Instructions for the task: Each record that follows should be repeated exactly, with no pictures carried over.

*** Material for this task ***

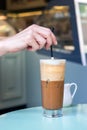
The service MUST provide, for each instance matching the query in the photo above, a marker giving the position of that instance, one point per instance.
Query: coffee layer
(52, 72)
(52, 94)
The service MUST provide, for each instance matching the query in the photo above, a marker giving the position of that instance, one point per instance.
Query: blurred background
(19, 72)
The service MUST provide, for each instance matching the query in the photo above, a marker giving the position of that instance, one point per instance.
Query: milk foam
(52, 70)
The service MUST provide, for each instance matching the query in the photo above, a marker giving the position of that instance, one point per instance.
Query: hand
(33, 38)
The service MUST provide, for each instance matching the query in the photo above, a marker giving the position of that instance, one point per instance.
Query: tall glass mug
(52, 86)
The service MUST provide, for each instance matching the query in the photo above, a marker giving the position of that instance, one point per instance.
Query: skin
(33, 38)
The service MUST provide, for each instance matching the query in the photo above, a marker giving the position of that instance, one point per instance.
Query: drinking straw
(51, 47)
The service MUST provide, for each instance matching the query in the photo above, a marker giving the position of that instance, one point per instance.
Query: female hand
(32, 38)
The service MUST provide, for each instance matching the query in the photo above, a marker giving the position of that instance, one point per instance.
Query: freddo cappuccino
(52, 83)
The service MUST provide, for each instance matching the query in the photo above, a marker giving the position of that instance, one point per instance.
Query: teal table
(74, 118)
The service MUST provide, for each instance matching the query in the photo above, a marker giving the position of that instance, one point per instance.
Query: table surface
(74, 118)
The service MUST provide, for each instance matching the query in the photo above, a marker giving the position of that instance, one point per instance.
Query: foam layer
(52, 70)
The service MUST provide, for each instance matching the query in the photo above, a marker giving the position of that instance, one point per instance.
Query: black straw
(51, 48)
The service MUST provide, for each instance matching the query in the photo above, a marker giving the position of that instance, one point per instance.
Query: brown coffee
(52, 83)
(52, 94)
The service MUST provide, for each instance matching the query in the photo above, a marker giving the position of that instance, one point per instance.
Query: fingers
(47, 34)
(32, 45)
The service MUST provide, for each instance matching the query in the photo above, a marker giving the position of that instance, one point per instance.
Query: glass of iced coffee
(52, 86)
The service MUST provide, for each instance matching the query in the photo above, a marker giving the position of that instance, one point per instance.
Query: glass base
(52, 113)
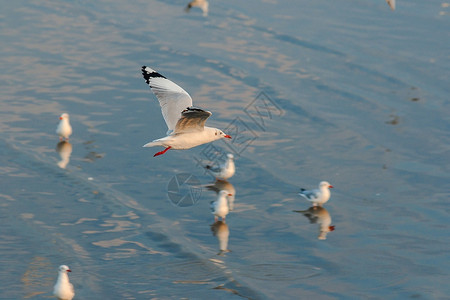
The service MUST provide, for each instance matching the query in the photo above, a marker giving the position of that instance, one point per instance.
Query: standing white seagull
(224, 171)
(186, 123)
(391, 4)
(63, 289)
(219, 208)
(64, 130)
(317, 196)
(203, 4)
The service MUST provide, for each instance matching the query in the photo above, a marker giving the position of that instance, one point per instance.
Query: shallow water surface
(349, 92)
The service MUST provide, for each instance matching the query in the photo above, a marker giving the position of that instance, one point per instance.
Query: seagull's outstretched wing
(172, 98)
(192, 119)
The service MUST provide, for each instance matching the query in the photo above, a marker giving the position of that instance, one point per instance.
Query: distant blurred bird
(63, 289)
(203, 4)
(391, 4)
(64, 130)
(317, 196)
(220, 208)
(225, 170)
(319, 215)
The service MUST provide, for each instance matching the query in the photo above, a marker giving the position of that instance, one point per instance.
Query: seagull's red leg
(162, 152)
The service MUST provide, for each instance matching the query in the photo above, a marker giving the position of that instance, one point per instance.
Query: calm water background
(359, 96)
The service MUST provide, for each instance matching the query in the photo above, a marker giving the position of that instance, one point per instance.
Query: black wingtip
(148, 74)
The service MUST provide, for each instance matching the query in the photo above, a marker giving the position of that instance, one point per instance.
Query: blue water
(344, 91)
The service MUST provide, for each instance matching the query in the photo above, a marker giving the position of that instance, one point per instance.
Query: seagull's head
(220, 134)
(64, 268)
(325, 184)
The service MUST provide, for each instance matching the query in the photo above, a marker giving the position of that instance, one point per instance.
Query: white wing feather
(172, 98)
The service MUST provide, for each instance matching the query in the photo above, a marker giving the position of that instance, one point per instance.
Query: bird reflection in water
(221, 231)
(64, 149)
(319, 215)
(225, 170)
(220, 185)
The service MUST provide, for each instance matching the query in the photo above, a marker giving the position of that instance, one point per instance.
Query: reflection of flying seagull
(220, 185)
(225, 170)
(319, 215)
(203, 4)
(64, 130)
(186, 123)
(391, 4)
(63, 289)
(220, 208)
(317, 196)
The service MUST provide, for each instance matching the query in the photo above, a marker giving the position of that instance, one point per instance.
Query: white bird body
(391, 4)
(64, 149)
(186, 140)
(186, 124)
(318, 196)
(224, 171)
(220, 206)
(203, 4)
(64, 130)
(63, 289)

*** End of Material for this task ***

Written solution:
The service MUST provide, for each instance matching the query in the photo above, a marker giving the position of that instance, one point per instance.
Query: coffee layer
(52, 72)
(52, 94)
The service MUST provide, for each instance matching the query in the photo above, a marker giving the position of that instance, one point per instance.
Query: blurred background
(19, 72)
The service MUST provide, for each instance matching the query in the photo above, a marker giving the position of that instance, one point per instance.
Query: milk foam
(52, 70)
The service MUST provide, for each instance matching the query in the photo above, a marker giving the position of that instance, one point per instance.
Query: hand
(33, 38)
The service MUST provide, for each instance matching the query in the photo above, a marker giving the position of that instance, one point per instance.
Query: tall glass mug
(52, 86)
The service MUST provide, for each instance matching the query in the photo above, a marker giving the position of that instance, one point per instance.
Query: skin
(33, 38)
The service MUST provide, for each instance matching the query in the photo above, a marker giving the position of that instance, one point per instance.
Query: drinking straw
(51, 47)
The service MUST provide, for each instance matching the query in the photo above, a marker giving the position of that instance, one point per instance.
Query: female hand
(32, 38)
The service MUST provide, for each instance matching the query in the photo above, a marker giving the position of that instance, one point per instance.
Query: freddo cappuccino
(52, 83)
The service MUST provide, for each instance matching the query in the photo above, a marker giving the position of that instance, one point per instance.
Query: teal table
(74, 118)
The service MUST provide, for each instance matching the query in the photo above, a marker giving the position of that instance, one point per instance.
Query: table surface
(74, 118)
The service MUST provide, for each instance matching the query in the photo above, a marker giving the position of that instance, one point per instance.
Query: foam layer
(52, 70)
The service MUST provide, for each instance matching the query in the photo above, a marker giving the position of that instance, one point per instance.
Query: black straw
(51, 48)
The service MUST provide, for each instance matching the query in the photo above, a marker giving the position of that instance, one point per instance.
Query: brown coffee
(52, 83)
(52, 94)
The service MUST provide, for each instance matching the query in the photo above, a marker giving the position of that instance, one point per instance.
Query: fingers
(47, 34)
(32, 45)
The service MUST provide, for each instance matching the query in the photo above, a marker giving the position of that instance, one point per instance.
Query: glass of iced coffee
(52, 86)
The service MUST provide, for each instance matching the query in the photo above, a marker giving the position of that instance, one point per instance.
Query: glass base
(52, 113)
The service MUST provide, for each instance matching the query in the photo above, a marker giving the position of that instance, one point per instance.
Query: standing white seagull
(224, 171)
(186, 123)
(391, 4)
(63, 289)
(219, 208)
(64, 130)
(317, 196)
(203, 4)
The service MUST provide, for each instance matching the query in the photo above, a marker giving the position of that instance, one point per instance.
Query: shallow water surface
(349, 92)
The service MUST provide, for each instance matching the query in the photo above, a marker giving the position of that instance, one point per instance.
Query: seagull's outstretched wing
(172, 98)
(192, 119)
The service MUST provide, for each instance matching the query in the photo above, a marker giving the position of that instance, one point per instance.
Query: distant blurred bird
(63, 289)
(203, 4)
(391, 4)
(64, 130)
(317, 196)
(220, 208)
(225, 170)
(319, 215)
The service MUST provide, for each instance matching the query in the photo above, a marker giving the position of that instance, one point per instance.
Query: seagull's red leg
(162, 152)
The service MUST provide, for each instance matching the query in the photo above, a marker giving the position of that instance, one point per instance.
Query: calm water background
(359, 96)
The service MUST provide, for each instance matching the query in the photo above, a marker giving the position of that instance, one point per instance.
Query: black wingtip
(148, 74)
The service MUST provide, for each instance matching the query in the photo above, a marker giving the position of that instance, one point per instance.
Query: blue water
(344, 91)
The service MUST provide, for each instance matching the query in the photo above, a marker giving the position of that instance, one point per instance.
Query: seagull's head
(220, 134)
(64, 268)
(325, 184)
The service MUST provide, for each instance matching the query in the photo above, a marker giving the position of that instance, one point per instance.
Query: white wing feather
(172, 98)
The service MUST provide, for each instance matching the query in the photo above, a marker giving the position of that instance, one point per instance.
Query: bird reflection in water
(221, 231)
(64, 149)
(319, 215)
(225, 170)
(220, 185)
The service MUST provide, for each instance matching the query in the photo above, a marker giving the position of that instance, one point per instance.
Query: reflection of flying seagull
(220, 185)
(225, 170)
(319, 215)
(203, 4)
(64, 130)
(186, 123)
(391, 4)
(63, 289)
(220, 208)
(317, 196)
The service MUST provide, for each instance matching the query in the photo above, a marker giving the position of that instance, one point per instance.
Query: white bird body
(391, 4)
(64, 149)
(186, 140)
(186, 124)
(318, 196)
(224, 171)
(220, 206)
(203, 4)
(64, 130)
(63, 289)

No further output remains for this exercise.